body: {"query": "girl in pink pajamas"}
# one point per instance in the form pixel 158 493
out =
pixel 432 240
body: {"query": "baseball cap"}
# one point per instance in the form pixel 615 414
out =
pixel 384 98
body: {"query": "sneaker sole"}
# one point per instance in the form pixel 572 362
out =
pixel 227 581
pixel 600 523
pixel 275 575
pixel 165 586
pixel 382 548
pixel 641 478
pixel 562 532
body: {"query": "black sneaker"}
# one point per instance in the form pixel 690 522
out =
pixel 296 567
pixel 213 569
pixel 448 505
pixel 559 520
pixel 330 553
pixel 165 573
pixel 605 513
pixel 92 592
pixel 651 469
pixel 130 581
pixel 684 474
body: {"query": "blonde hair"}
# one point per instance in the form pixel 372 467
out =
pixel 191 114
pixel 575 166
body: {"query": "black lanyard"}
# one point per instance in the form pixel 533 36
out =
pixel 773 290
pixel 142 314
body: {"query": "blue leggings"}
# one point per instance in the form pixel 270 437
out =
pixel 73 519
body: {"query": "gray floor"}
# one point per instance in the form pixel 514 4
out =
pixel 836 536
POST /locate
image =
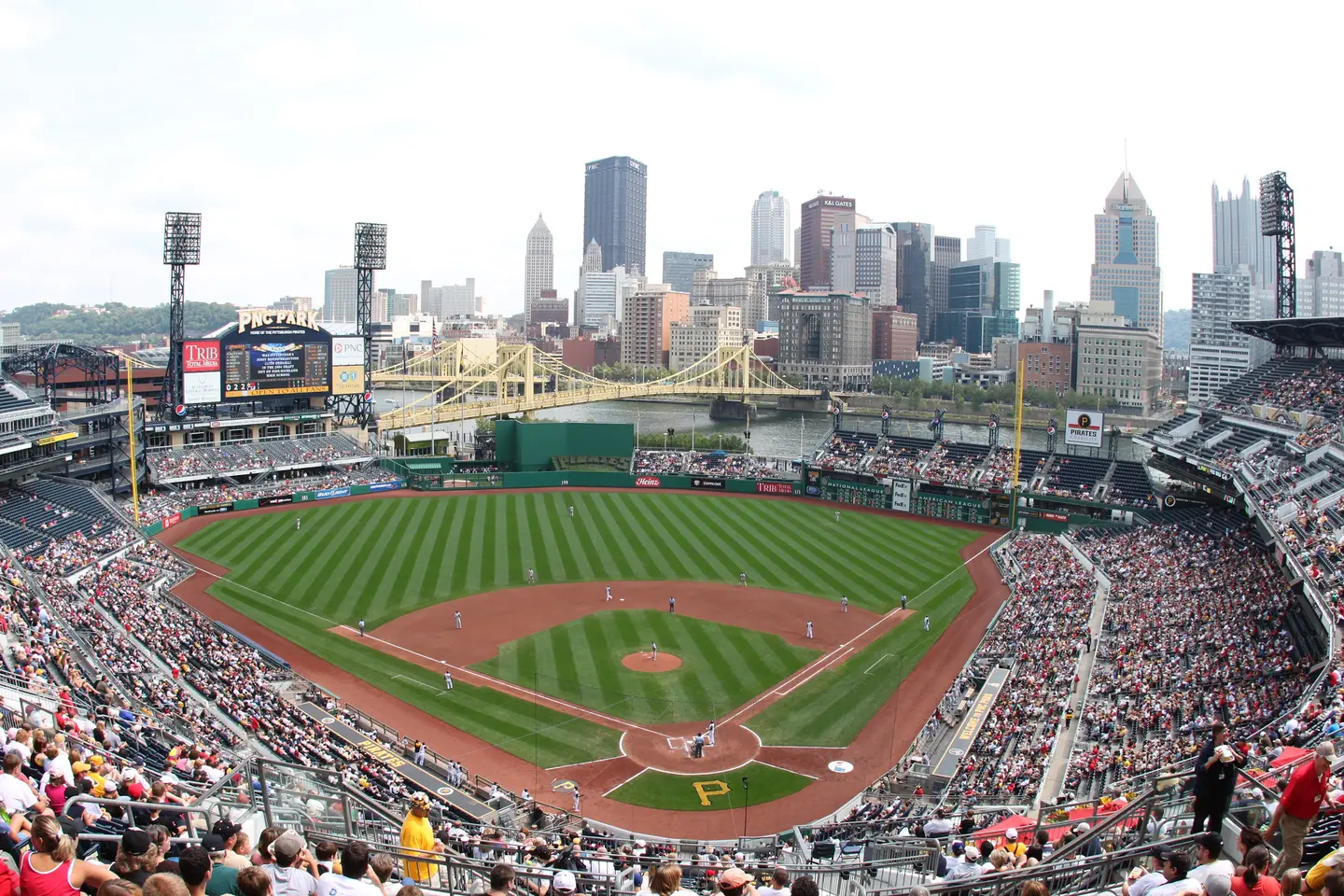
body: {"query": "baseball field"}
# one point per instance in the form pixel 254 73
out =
-------
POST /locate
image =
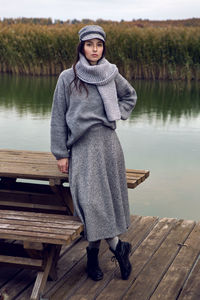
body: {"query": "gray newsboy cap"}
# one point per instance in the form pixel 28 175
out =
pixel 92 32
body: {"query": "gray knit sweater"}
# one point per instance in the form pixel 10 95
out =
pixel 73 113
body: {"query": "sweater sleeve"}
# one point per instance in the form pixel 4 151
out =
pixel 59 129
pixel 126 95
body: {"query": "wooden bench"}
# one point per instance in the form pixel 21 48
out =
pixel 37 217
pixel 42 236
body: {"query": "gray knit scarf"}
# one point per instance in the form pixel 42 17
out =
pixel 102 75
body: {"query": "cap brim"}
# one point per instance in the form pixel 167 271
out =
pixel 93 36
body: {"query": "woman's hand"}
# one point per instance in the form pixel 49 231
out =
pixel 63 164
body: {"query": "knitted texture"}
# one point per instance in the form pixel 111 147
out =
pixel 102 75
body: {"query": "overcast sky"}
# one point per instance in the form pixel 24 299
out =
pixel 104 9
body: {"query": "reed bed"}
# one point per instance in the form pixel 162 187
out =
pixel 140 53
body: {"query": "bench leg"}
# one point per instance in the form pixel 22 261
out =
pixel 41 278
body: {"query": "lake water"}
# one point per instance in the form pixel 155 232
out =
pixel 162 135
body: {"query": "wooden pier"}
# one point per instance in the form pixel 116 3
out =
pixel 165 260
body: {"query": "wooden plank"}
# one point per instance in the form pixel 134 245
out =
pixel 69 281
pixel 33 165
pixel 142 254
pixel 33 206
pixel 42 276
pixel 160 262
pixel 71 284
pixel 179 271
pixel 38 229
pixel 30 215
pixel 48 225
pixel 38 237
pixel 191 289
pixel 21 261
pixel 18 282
-------
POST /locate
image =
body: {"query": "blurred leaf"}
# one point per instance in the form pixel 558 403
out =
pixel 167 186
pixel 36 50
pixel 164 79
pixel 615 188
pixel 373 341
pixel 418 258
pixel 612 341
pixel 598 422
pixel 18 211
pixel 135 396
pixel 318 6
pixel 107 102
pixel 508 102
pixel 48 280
-------
### About this task
Your task is to copy each line of the data above that holds "sneaker".

### Solution for this exercise
body: {"query": "sneaker sole"}
body: {"query": "black sneaker"}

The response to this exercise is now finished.